::: Task material

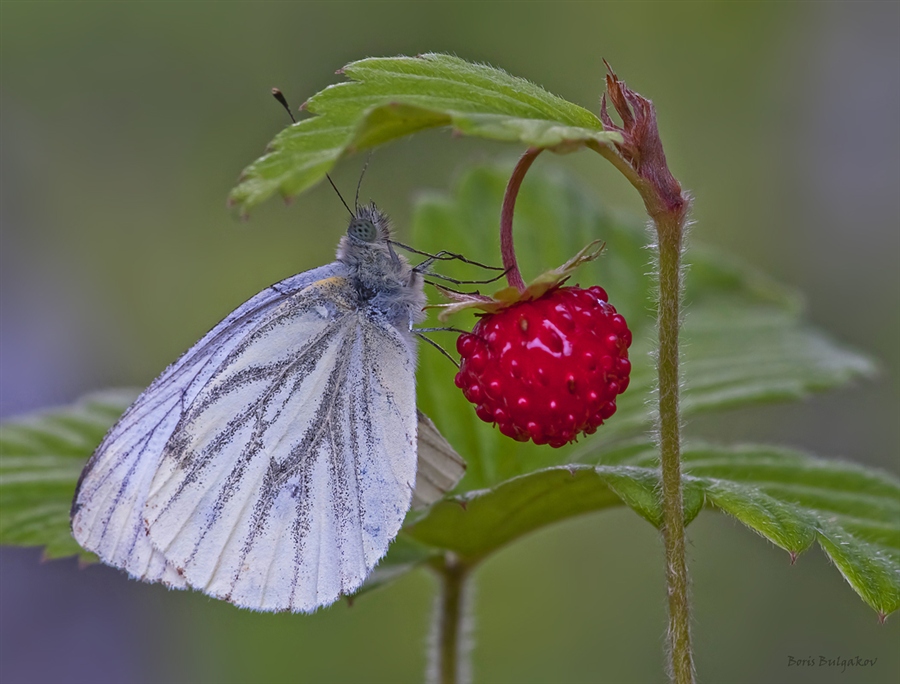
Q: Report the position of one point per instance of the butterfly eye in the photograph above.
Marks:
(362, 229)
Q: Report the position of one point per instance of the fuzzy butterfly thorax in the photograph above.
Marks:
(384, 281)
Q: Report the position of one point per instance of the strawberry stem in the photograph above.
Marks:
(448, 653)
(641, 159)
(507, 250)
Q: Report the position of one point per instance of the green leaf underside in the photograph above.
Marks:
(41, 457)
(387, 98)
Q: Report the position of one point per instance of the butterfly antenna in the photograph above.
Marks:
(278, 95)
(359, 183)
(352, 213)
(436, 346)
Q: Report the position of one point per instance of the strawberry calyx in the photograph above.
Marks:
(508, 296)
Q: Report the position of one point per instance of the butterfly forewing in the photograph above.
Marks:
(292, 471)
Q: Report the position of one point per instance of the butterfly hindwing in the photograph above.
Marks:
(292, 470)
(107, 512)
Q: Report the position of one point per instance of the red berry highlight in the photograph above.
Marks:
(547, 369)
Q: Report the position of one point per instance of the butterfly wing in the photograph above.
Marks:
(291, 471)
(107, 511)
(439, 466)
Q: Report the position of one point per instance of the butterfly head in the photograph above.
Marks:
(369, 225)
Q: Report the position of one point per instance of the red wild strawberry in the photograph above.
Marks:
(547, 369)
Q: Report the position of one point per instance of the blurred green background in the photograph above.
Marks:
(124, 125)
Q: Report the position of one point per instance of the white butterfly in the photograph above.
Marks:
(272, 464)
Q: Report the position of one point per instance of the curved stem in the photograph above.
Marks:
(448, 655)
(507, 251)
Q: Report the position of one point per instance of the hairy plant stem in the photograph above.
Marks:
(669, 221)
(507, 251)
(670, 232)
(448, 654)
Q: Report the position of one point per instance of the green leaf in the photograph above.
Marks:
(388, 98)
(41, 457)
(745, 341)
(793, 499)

::::::
::: Task material

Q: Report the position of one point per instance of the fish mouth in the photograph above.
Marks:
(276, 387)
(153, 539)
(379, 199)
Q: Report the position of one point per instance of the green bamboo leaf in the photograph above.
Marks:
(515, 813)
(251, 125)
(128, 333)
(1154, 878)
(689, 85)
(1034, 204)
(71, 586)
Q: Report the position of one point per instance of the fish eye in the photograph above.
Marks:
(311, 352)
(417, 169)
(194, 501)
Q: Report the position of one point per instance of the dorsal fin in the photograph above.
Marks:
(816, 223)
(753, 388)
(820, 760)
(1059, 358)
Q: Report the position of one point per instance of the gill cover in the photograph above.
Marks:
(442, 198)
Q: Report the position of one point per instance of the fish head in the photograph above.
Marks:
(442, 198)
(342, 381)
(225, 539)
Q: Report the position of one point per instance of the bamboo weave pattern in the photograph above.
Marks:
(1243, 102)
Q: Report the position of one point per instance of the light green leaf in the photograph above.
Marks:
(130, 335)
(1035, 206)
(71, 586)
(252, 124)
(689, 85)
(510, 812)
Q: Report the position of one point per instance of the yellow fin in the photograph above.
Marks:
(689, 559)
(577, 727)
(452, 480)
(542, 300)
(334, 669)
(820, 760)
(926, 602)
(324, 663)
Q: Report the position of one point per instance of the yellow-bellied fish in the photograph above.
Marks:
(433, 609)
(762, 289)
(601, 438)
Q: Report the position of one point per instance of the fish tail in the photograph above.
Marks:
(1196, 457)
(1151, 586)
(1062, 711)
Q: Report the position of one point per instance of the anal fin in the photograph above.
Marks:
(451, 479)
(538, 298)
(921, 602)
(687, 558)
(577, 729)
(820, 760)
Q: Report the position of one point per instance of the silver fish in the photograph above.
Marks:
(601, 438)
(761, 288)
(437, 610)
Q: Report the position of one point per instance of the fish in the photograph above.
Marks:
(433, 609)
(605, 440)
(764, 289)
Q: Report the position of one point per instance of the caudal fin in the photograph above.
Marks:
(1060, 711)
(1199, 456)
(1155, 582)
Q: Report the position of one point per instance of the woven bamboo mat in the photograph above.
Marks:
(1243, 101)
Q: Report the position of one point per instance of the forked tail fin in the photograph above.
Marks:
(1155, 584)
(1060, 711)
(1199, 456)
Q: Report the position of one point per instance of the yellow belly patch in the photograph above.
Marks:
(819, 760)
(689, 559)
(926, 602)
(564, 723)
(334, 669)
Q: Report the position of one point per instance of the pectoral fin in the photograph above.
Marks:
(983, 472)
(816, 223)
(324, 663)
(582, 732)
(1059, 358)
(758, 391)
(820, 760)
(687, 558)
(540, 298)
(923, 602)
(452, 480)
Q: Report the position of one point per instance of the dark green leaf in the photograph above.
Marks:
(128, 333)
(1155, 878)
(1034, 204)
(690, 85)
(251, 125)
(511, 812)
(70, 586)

::::::
::: Task material

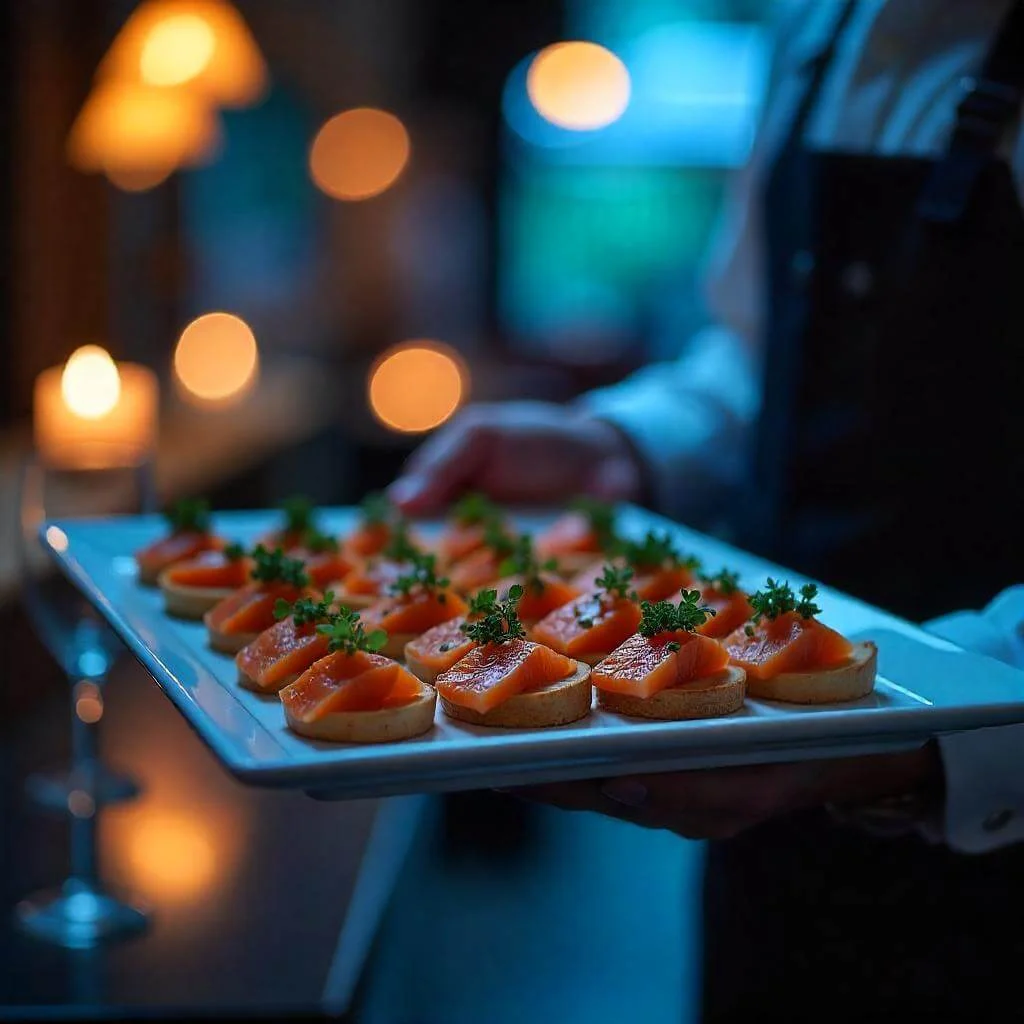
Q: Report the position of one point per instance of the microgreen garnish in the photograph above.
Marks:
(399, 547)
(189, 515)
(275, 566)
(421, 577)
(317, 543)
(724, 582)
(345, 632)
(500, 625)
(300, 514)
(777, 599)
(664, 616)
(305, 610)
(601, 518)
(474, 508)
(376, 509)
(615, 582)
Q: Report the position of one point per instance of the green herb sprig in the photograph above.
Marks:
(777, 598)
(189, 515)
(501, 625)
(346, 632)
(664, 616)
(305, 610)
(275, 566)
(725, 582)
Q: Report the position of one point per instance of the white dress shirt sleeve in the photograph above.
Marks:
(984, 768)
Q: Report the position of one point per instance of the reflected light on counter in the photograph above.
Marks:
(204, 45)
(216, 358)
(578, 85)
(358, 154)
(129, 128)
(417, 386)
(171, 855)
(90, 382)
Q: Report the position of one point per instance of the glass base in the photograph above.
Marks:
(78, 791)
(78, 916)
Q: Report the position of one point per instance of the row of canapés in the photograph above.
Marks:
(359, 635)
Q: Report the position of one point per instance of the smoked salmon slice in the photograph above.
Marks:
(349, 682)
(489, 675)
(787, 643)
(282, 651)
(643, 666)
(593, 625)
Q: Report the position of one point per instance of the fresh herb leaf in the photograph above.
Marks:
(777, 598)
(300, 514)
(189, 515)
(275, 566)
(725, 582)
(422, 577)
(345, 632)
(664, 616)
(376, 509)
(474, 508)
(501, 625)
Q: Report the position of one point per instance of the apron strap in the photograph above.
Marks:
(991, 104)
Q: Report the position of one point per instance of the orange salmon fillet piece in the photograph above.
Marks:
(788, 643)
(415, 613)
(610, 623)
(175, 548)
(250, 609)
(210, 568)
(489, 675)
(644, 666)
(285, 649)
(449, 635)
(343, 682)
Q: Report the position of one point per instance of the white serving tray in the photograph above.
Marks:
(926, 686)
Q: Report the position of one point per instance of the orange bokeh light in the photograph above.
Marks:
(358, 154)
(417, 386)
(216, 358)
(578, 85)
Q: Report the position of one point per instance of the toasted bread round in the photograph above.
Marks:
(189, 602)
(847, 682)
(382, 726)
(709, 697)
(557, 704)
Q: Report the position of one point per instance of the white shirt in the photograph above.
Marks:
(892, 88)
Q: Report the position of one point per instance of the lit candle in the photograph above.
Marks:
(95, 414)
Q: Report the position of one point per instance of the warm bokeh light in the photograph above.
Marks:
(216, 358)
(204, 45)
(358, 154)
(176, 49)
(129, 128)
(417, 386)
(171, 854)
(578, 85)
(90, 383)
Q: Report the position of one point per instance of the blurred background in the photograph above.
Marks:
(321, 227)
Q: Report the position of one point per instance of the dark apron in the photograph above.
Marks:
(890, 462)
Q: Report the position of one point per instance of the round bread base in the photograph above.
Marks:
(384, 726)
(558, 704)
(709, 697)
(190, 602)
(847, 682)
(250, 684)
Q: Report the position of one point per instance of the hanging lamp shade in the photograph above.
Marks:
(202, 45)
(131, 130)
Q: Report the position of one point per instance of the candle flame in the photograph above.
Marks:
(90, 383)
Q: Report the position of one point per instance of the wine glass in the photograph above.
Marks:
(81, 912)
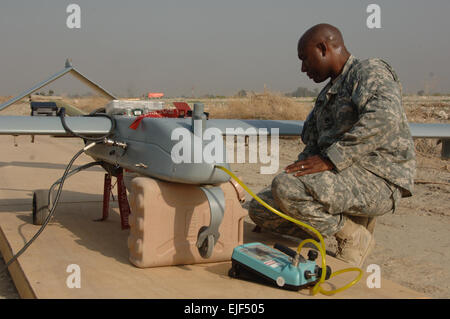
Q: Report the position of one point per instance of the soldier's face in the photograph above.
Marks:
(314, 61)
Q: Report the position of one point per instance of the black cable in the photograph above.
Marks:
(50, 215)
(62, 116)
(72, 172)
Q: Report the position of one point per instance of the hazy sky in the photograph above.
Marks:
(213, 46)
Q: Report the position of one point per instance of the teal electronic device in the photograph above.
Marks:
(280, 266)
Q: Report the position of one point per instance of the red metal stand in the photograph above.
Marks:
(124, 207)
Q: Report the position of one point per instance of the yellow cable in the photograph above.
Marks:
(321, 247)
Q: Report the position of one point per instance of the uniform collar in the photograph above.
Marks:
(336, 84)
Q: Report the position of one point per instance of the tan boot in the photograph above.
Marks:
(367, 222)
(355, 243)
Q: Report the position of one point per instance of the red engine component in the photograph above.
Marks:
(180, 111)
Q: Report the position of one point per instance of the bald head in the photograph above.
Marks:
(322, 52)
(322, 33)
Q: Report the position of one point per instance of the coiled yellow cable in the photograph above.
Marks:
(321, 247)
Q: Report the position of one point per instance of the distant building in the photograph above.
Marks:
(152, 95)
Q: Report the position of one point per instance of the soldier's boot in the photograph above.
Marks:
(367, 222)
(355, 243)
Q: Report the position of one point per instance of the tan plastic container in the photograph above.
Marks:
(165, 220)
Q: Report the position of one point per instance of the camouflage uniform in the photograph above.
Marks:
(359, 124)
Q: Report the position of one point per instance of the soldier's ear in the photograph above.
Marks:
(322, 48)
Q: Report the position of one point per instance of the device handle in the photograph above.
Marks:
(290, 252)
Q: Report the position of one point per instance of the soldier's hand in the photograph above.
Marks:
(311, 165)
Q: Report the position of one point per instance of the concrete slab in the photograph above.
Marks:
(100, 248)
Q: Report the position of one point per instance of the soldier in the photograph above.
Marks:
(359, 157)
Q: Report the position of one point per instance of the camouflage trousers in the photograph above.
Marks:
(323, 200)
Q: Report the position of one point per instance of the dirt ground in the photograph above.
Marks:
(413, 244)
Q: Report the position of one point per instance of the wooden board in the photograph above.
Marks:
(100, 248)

::::::

Within the data above, the span starting at the line containing "butterfly eye in the photograph above." and ending at the line containing "plant stem in the photograph above." is to be retyped exactly, with no other lines.

Q: Report the position of one point per instance of the butterfly eye in the photograph above.
Marks:
(362, 229)
Q: Report the position of one point per instance of the fuzzy butterfly thorax in the photograph above.
Marks:
(384, 281)
Q: Report the position of one point per instance of the strawberry stem in the photograph above.
Marks:
(448, 653)
(641, 159)
(507, 250)
Q: Report the position of one point per instance of the green leaf underside in the photograph above.
Marks:
(41, 457)
(387, 98)
Q: Report the position of one point per instance of the butterfly antenna in the photograph above.
Marks:
(278, 95)
(359, 183)
(352, 213)
(436, 346)
Q: Report the position of one point per instance of the strawberry calyx in the photograph above.
Marks:
(508, 296)
Q: Report the position of one point per instance of the butterfly forewing in the photograph above.
Marks:
(292, 471)
Q: Report the position of one point per instance of the butterfly hindwing in the photograph above.
Marks:
(292, 470)
(107, 512)
Q: Report the position of one point per instance of the red berry highlight in the photograph above.
Marks:
(547, 369)
Q: Report the position of one point per instance of the butterfly wing in the photograph above.
Marks:
(291, 471)
(107, 511)
(439, 466)
Q: Report the position of one point per instance of the butterfly head in the photograph above.
Marks:
(369, 225)
Q: Report the position of one point per instance of the red wild strawberry in the photograph above.
Marks:
(547, 369)
Q: Report the position of one point per instance of the blurred green background in the photograph above.
Marks:
(124, 125)
Q: Report the position of one point per instance of the white butterfly in the photograph above.
Marks:
(272, 464)
Q: Report the position of one point per instance of the curved stem in the photograph above.
Marks:
(448, 655)
(507, 251)
Q: Report the position of one point per instance of the hairy plant stem in the photograph above.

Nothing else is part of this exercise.